» **Stated problem**
Recast the lines of the listing from the one holding "Query: tail feather" through the end of the listing, inclusive, as a Markdown table with the columns "Row" and "Line". Give one row per line and number the rows in order, leaving out any blank lines.

[Point annotation listing]
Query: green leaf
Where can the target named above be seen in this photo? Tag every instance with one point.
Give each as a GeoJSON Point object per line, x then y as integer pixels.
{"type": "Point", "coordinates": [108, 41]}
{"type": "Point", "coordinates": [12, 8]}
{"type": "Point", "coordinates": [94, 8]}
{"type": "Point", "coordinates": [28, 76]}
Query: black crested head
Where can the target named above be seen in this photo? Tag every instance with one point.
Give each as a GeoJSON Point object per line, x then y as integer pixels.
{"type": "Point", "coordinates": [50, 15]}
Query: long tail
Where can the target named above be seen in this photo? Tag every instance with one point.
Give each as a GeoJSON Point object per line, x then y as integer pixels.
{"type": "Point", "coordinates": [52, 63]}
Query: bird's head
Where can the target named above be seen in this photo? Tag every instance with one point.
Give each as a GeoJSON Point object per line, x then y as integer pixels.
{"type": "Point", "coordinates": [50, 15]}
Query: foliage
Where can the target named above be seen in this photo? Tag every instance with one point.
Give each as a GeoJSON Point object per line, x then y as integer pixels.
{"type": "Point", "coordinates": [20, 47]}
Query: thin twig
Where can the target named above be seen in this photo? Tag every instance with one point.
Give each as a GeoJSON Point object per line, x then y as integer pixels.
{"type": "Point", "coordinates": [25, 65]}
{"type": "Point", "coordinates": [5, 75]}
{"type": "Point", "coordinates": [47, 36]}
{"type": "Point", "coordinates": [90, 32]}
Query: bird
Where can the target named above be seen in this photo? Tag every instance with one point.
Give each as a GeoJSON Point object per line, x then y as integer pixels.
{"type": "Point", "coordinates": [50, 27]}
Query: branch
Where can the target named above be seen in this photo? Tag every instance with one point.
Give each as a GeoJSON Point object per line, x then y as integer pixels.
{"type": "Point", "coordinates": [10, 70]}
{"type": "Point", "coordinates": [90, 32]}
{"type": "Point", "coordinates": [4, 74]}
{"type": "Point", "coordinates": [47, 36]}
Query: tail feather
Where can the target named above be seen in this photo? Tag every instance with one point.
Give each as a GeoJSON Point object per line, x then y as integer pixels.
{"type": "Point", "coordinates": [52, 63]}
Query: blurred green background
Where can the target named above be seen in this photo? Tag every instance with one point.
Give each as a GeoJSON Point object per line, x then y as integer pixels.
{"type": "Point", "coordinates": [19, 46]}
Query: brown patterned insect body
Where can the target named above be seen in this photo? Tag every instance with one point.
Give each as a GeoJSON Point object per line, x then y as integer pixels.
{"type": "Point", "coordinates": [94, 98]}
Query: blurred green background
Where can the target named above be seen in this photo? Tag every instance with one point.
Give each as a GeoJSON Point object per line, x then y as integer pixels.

» **Task output**
| Row | Line |
|---|---|
| 1 | Query: tail feather |
| 2 | Where can the target named above be seen in this photo? Tag every instance with one point. |
| 3 | Give each as a GeoJSON Point object per line, x then y as integer pixels. |
| 4 | {"type": "Point", "coordinates": [52, 63]} |
| 5 | Query: blurred green background |
| 6 | Where can the target named above be seen in this photo? Tag every instance with one point. |
| 7 | Give each as a GeoJSON Point object per line, x then y as integer pixels. |
| 8 | {"type": "Point", "coordinates": [19, 46]} |
| 9 | Query: brown patterned insect body |
| 10 | Where can the target named above be seen in this photo? Tag every instance with one point. |
| 11 | Give each as a GeoJSON Point object per line, x then y as integer pixels. |
| 12 | {"type": "Point", "coordinates": [94, 98]} |
| 13 | Query: blurred green background |
| 14 | Where can the target named above be seen in this photo? Tag every instance with one point. |
| 15 | Give each as a GeoJSON Point object per line, x then y as integer pixels. |